--- START ---

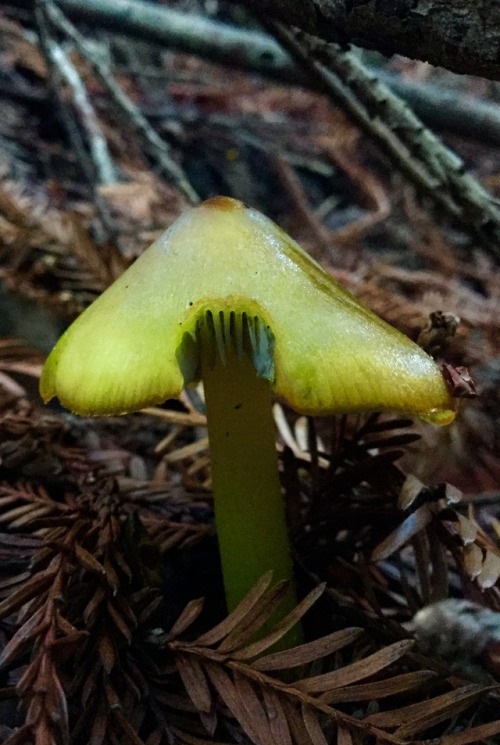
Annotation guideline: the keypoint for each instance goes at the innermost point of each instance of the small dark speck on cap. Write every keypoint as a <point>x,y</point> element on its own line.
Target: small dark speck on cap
<point>223,203</point>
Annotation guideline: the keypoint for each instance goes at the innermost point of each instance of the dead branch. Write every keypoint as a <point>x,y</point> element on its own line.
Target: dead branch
<point>413,148</point>
<point>463,36</point>
<point>155,145</point>
<point>253,50</point>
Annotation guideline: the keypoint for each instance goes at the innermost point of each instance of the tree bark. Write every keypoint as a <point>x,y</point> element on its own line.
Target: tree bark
<point>461,35</point>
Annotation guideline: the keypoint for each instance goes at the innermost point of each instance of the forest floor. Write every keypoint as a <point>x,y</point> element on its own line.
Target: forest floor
<point>106,531</point>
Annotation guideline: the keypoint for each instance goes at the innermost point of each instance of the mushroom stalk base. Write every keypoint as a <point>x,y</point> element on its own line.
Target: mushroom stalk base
<point>249,507</point>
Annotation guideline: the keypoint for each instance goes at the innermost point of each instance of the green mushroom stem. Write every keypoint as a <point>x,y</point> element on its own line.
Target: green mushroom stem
<point>248,503</point>
<point>224,295</point>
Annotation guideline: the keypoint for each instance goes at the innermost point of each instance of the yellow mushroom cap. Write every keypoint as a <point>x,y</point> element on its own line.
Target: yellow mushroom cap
<point>331,353</point>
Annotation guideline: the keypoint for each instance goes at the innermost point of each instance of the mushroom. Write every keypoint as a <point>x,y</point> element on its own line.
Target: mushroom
<point>226,296</point>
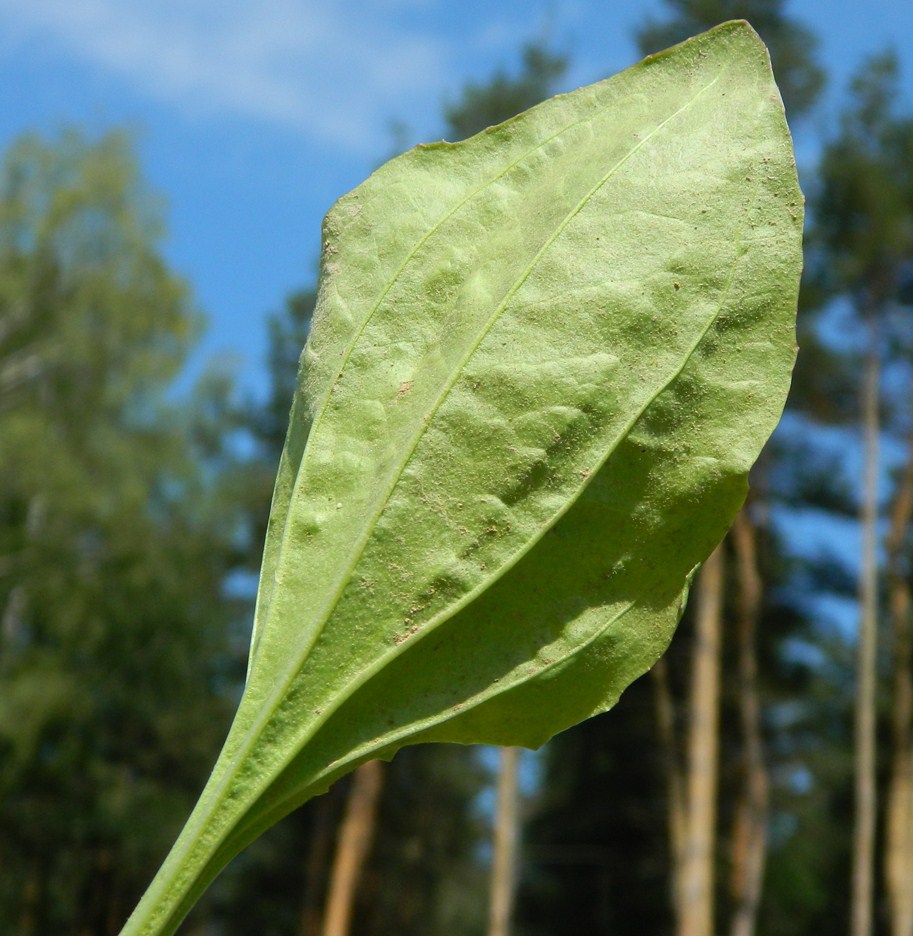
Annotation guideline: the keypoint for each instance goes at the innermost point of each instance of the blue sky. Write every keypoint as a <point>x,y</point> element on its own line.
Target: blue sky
<point>252,118</point>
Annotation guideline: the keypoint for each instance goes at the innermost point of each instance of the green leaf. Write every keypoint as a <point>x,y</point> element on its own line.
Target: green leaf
<point>542,363</point>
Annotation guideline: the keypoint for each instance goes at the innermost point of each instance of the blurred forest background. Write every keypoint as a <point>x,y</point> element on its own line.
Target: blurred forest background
<point>758,781</point>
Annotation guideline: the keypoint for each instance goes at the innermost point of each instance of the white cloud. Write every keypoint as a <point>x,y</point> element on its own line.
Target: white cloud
<point>333,71</point>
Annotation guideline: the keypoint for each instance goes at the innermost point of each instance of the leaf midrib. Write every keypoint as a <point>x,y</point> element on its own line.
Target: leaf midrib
<point>397,473</point>
<point>367,674</point>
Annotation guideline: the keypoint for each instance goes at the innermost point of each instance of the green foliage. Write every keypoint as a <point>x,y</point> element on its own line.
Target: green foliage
<point>111,556</point>
<point>503,96</point>
<point>581,324</point>
<point>792,46</point>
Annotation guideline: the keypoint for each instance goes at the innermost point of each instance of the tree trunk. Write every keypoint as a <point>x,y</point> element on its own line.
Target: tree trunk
<point>899,820</point>
<point>750,838</point>
<point>317,862</point>
<point>355,836</point>
<point>697,873</point>
<point>675,788</point>
<point>504,862</point>
<point>864,831</point>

--- END ---

REQUIRED WORK:
Retype each of the entries above exactly as it appears, with no pictures.

ANSWER SECTION:
Annotation guideline: the keypoint for each instance goes at the innermost point of each instance of the small dark speck on cap. Write every keypoint as a <point>x,y</point> element on its own line.
Target: small dark speck on cap
<point>223,203</point>
Annotation guideline: the keypoint for each instance goes at the innermost point of each instance of the dead branch. Write every keypoint as a <point>x,y</point> element on its own line.
Target: dead branch
<point>413,148</point>
<point>463,36</point>
<point>155,145</point>
<point>253,50</point>
Annotation guideline: the keypoint for each instance goes at the innermost point of each instance of the tree bark. Write every keypoint as a <point>x,y</point> element on its own line.
Target: tree bark
<point>461,35</point>
Annotation guideline: the keypoint for each instance goes at the innermost point of each instance of the forest floor. Write every keypoint as a <point>x,y</point> element on its own line.
Target: forest floor
<point>106,531</point>
Annotation guideline: the keypoint for each instance goes at the innermost point of each instance of the mushroom stalk base. Write every keypoint as a <point>x,y</point> element on its own line.
Target: mushroom stalk base
<point>249,507</point>
Annotation guideline: the keypoint for each instance goes at the innermost point of each instance of the green mushroom stem. Write every keypoint as a <point>x,y</point> element on its own line.
Target: green mushroom stem
<point>248,503</point>
<point>224,295</point>
Annotation guideline: the keypoint for each instance goes at the innermost point of each instance of the yellow mushroom cap. Write every keypoint as a <point>x,y</point> element on its own line.
Target: yellow mushroom cap
<point>331,353</point>
Annotation guideline: the keypoint for each instance goes at the innermost point of each instance of the mushroom. Write every keypoint as a <point>x,y</point> element on its own line.
Target: mushroom
<point>226,296</point>
Annotation guideline: the keypoint for each instance goes at the innermost point of each instance of the blue sky. Write every keypoint as a <point>x,y</point> element on its own line.
Target: blue sky
<point>252,118</point>
Annotation guideline: the keypoint for each instance goes at the innermost point of each instance of the green leaf. Write every keypoint as a <point>x,y</point> element on its own line.
Target: green leaf
<point>542,363</point>
Annotation guideline: the keypoint for each instance goes at the innermost point of each instance of the blurred forest background. Write every keypoint as a <point>x,y</point> element on its own line.
Target: blurred forest background
<point>758,781</point>
Annotation guideline: the keypoint for each instance goes at the innermost point of each instance of the white cloud. Write every keypoint as a <point>x,y</point> element on its own line.
Target: white cloud
<point>333,71</point>
Annotation guideline: the keypoint for each instance goes at the innermost point of each instance of the leaf midrib. Write every keypoint as a <point>x,y</point> element on its own line.
Target: leaf midrib
<point>397,473</point>
<point>367,674</point>
Annotation guideline: the keypoint for each instance goes at the innermost point of each instance of the green foliage. Write every keypoint as a <point>x,y</point> element on its own line.
Target: green foliage
<point>111,556</point>
<point>503,96</point>
<point>581,324</point>
<point>792,46</point>
Annotation guideline: the keypoint for each instance goes at the innermost point of each instance of the tree trunk. Write every keypoint as a <point>x,y</point> element on its own line.
Target: tree trunk
<point>899,820</point>
<point>750,838</point>
<point>317,862</point>
<point>355,836</point>
<point>697,873</point>
<point>675,788</point>
<point>504,862</point>
<point>864,831</point>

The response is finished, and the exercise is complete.